### GOAL A
Rewrite the records as a numbered list, from their start through the line containing "[[90, 174], [223, 180], [114, 161]]", omitting blank lines and leaving the pictures out.

### PASSAGE GIVEN
——

Tension and net torque in a cable

[ryley]

Homework Statement

In figure 12-34, a uniform beam of weight 500N and length 3m is suspended horizontally, on the left it is hinged to the wall and on the right end of the beam is a cable attached to support it. the cable is attached distance D up the wall from the hinge. The least amount of tension that will snap the cable of 1200N.

a) What is the value of D that corresponds to that tension?

Homework Equations

Σt net=0

The Attempt at a Solution

I've figured out to use the torque net equation to find the angle of θ and then solve for the distance D. What I'm not understanding is why I can't just use the Fnet y=0 to solve for θ?

Fnety=Tsinθ- mg
θ=arcsin(mg/T)
Doing it this way yields a different result than if I solve for θ using this method

t net z= mgr⊥-Tsinθr⊥

I understand just seeing how the numbers are different that it will change the answer but I don't understand why I can use the force net y to solve for θ and then use that to solve for the length of D.

Thanks for the help!

——

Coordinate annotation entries
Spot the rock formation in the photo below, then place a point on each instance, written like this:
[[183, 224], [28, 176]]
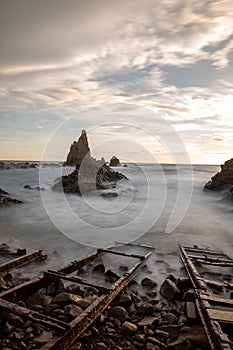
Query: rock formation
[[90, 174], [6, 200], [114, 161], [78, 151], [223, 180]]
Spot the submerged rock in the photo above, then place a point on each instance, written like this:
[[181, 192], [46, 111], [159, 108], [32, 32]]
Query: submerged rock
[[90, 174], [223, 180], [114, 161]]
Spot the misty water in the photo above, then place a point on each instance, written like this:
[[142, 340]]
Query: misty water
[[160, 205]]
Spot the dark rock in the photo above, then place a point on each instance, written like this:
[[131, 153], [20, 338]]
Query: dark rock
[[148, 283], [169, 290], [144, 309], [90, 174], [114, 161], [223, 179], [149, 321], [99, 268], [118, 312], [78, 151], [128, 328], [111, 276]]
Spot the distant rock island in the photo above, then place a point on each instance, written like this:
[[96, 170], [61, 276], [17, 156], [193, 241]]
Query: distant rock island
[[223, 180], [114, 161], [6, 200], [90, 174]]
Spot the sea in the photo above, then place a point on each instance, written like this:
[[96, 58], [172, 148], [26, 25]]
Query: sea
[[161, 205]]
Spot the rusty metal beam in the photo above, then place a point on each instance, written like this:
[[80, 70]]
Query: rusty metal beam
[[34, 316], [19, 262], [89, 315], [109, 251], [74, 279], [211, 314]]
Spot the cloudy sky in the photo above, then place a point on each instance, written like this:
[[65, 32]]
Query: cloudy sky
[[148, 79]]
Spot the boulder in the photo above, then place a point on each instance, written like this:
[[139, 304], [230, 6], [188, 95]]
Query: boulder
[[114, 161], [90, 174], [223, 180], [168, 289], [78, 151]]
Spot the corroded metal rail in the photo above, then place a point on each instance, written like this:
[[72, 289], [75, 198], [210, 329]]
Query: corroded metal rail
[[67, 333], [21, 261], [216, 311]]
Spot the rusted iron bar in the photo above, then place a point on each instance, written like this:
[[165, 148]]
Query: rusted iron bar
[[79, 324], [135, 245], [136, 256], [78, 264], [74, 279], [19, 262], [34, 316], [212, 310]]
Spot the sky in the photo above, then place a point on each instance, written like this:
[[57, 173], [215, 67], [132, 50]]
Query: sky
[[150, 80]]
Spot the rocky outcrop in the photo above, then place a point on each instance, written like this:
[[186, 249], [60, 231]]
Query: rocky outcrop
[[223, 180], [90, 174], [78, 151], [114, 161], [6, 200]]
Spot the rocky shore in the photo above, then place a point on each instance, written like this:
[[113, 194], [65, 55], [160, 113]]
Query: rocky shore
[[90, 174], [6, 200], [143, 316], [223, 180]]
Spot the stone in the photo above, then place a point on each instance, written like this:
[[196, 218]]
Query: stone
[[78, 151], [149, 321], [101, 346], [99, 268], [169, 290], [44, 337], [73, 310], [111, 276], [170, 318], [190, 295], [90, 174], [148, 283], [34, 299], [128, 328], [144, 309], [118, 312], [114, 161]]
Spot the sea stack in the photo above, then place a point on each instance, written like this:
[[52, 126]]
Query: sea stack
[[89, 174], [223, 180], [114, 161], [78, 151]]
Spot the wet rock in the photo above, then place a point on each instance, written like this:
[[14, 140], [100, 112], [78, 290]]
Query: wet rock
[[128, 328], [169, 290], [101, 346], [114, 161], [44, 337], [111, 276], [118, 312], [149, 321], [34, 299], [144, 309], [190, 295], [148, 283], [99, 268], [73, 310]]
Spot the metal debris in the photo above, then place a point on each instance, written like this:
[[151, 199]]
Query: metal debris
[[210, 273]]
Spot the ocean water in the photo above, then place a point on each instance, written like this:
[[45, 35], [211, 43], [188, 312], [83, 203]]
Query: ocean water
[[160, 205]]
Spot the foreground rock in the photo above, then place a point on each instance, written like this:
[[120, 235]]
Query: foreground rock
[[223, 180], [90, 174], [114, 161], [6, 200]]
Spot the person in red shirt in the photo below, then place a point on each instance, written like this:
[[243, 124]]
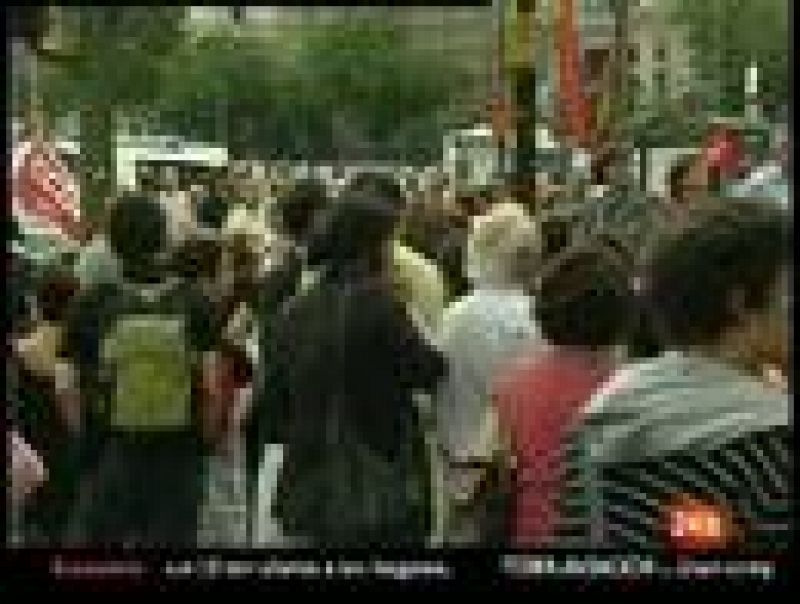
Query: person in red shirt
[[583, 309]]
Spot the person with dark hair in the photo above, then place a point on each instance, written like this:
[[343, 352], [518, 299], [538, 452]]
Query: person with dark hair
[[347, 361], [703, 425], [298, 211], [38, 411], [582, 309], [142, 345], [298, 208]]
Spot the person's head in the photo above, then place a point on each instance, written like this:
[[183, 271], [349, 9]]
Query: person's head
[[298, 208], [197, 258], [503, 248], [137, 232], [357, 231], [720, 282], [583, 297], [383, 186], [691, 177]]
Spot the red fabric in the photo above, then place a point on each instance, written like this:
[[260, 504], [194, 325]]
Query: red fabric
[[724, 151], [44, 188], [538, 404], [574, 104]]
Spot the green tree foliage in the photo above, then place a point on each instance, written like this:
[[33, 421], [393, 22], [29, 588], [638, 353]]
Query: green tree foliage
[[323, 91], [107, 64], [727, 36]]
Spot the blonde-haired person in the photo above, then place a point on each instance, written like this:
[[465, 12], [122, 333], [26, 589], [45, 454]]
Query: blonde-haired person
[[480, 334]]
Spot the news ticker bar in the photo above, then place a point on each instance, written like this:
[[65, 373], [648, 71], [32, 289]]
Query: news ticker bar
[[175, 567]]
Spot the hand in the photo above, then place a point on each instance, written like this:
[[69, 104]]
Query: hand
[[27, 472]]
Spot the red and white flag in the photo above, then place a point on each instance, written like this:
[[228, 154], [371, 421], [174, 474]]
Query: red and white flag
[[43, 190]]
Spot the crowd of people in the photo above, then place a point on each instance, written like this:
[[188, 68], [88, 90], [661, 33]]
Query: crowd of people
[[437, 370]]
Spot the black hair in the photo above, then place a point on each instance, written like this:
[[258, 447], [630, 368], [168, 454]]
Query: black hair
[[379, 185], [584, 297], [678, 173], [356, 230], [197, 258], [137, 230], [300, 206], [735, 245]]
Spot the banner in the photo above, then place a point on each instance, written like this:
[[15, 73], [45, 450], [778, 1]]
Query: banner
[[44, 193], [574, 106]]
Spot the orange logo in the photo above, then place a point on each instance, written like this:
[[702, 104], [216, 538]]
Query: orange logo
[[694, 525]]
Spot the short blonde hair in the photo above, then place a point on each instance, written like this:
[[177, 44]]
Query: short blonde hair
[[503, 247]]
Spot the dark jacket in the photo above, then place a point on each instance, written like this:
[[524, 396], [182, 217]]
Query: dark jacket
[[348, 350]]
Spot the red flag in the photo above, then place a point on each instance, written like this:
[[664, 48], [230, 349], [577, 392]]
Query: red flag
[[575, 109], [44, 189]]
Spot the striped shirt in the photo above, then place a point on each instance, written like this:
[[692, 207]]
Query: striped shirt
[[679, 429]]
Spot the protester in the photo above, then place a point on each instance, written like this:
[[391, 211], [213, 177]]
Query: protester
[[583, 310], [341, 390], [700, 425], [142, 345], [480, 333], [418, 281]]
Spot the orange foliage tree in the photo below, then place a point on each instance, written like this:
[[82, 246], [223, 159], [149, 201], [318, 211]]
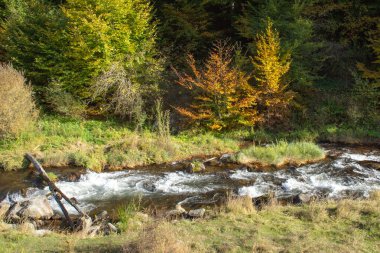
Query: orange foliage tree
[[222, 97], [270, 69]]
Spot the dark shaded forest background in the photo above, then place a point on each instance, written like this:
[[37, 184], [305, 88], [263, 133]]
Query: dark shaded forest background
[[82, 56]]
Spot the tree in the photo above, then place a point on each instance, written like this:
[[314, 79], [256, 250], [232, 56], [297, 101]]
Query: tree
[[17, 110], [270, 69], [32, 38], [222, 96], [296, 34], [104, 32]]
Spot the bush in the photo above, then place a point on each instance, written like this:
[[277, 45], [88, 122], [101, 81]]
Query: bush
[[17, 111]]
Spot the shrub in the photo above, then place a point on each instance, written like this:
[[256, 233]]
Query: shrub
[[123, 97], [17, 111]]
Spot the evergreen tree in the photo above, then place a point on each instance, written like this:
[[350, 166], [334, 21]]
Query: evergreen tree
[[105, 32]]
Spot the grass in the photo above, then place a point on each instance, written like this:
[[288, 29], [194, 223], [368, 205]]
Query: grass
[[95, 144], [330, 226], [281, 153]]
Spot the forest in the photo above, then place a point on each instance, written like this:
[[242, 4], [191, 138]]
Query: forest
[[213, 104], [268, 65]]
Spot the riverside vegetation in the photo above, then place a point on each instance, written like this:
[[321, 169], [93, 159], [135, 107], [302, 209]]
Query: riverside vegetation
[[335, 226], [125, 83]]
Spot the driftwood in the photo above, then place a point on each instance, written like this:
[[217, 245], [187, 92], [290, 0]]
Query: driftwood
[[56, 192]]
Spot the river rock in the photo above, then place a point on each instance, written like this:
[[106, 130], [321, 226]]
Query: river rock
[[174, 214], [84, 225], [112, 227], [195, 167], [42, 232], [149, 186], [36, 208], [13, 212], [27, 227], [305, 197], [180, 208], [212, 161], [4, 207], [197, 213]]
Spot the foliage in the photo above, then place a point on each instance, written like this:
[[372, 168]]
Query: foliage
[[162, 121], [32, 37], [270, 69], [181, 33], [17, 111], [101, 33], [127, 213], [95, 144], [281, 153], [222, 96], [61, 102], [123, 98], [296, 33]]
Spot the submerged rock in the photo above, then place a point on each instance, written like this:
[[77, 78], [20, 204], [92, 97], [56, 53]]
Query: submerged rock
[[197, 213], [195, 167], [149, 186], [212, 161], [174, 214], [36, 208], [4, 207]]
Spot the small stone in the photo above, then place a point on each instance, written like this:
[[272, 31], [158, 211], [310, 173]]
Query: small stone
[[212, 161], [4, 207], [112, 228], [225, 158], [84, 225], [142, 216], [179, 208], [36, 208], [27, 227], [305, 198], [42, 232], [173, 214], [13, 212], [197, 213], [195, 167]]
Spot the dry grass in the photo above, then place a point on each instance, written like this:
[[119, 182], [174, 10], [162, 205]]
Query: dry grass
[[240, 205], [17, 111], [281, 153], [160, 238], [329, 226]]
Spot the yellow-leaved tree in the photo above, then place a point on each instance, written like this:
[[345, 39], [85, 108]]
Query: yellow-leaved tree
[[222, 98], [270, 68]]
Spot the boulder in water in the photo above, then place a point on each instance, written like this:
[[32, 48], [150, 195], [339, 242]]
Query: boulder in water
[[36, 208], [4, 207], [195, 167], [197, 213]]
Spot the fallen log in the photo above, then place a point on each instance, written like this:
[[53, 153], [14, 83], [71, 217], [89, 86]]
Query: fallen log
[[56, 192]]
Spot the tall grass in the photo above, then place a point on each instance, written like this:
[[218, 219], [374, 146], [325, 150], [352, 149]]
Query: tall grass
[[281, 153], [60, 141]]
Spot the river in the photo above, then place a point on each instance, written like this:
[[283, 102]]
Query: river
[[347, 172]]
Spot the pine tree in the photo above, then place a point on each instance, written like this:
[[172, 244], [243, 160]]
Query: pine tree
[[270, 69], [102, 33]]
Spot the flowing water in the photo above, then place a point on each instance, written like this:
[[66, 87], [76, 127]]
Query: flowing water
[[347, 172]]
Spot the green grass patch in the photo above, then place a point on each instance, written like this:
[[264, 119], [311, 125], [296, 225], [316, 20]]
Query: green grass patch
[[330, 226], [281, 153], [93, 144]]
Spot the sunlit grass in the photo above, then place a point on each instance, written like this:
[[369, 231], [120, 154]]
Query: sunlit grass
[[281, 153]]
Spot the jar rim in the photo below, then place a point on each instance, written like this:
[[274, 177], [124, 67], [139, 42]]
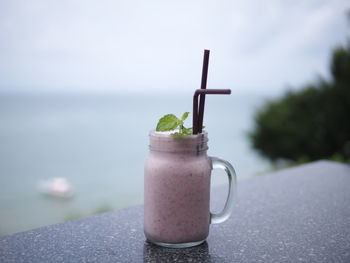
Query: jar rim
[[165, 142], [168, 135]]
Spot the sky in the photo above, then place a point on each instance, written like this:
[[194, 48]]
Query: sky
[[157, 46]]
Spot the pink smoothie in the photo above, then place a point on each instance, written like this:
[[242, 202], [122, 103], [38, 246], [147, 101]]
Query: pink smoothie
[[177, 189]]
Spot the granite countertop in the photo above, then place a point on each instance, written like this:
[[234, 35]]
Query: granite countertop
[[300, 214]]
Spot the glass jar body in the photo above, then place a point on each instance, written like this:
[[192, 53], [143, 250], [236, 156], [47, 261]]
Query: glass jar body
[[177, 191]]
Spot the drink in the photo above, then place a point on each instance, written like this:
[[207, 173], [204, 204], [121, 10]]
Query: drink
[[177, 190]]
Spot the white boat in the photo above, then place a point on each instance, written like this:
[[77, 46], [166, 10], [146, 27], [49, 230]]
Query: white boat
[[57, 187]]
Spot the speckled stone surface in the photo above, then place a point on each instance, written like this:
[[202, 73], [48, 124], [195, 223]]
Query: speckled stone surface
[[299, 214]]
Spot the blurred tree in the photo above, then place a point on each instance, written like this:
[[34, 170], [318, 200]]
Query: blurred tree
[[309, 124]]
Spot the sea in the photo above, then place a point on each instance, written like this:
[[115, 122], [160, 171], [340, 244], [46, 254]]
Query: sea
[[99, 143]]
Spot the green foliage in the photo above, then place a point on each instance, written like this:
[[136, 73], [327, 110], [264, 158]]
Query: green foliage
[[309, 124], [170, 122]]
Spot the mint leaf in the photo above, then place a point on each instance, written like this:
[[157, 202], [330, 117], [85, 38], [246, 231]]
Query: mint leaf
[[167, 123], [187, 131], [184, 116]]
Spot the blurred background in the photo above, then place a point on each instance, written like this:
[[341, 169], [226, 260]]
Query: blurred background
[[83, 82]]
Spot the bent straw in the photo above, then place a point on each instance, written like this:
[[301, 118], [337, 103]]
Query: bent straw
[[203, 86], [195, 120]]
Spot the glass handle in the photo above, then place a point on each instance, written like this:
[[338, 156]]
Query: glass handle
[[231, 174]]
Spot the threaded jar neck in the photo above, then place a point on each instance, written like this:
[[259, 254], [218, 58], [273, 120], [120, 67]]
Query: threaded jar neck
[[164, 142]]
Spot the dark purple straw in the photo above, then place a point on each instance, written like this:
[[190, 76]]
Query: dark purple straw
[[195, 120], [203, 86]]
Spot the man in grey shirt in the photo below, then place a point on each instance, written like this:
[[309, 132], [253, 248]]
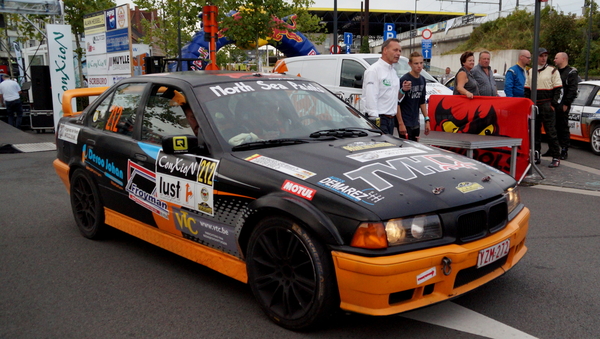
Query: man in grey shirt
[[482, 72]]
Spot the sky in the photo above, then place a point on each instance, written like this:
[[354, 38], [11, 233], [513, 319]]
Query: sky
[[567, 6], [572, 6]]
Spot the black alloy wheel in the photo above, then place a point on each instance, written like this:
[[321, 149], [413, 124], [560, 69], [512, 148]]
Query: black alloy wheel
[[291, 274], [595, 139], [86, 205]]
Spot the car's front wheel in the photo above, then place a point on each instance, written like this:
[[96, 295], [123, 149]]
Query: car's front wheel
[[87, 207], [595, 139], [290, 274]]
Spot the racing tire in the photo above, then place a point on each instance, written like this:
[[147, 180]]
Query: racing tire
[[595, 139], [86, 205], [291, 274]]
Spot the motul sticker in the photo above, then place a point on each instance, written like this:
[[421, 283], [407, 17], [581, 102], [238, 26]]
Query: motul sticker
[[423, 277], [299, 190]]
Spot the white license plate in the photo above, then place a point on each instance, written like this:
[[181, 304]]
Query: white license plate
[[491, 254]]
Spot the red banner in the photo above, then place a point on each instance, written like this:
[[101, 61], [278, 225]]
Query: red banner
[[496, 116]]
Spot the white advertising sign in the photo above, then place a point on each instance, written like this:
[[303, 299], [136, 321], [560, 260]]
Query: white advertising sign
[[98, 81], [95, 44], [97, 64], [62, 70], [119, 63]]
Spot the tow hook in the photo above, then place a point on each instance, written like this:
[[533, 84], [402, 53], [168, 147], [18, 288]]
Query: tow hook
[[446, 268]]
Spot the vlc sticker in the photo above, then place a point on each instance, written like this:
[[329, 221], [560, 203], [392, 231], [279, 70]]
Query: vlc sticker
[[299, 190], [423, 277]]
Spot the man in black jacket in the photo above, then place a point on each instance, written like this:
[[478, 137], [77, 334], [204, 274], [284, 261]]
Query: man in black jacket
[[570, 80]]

——

### GOAL B
In the cable tension thread, what are the weight and length of the uniform beam?

### TASK RESPONSE A
1. Spot the rock formation in the photo below, then place a point on each instance, written like this:
2. [[183, 224], [28, 176]]
3. Query: rock formation
4. [[90, 174], [6, 200], [114, 161], [78, 151], [223, 180]]
5. Spot the submerged rock in the photo above, then place a point on each instance, written like this:
6. [[181, 192], [46, 111], [159, 108], [32, 32]]
7. Query: submerged rock
8. [[90, 174], [223, 180], [114, 161]]

### TASK RESPONSE B
The beam weighs 500 N and is 3 m long.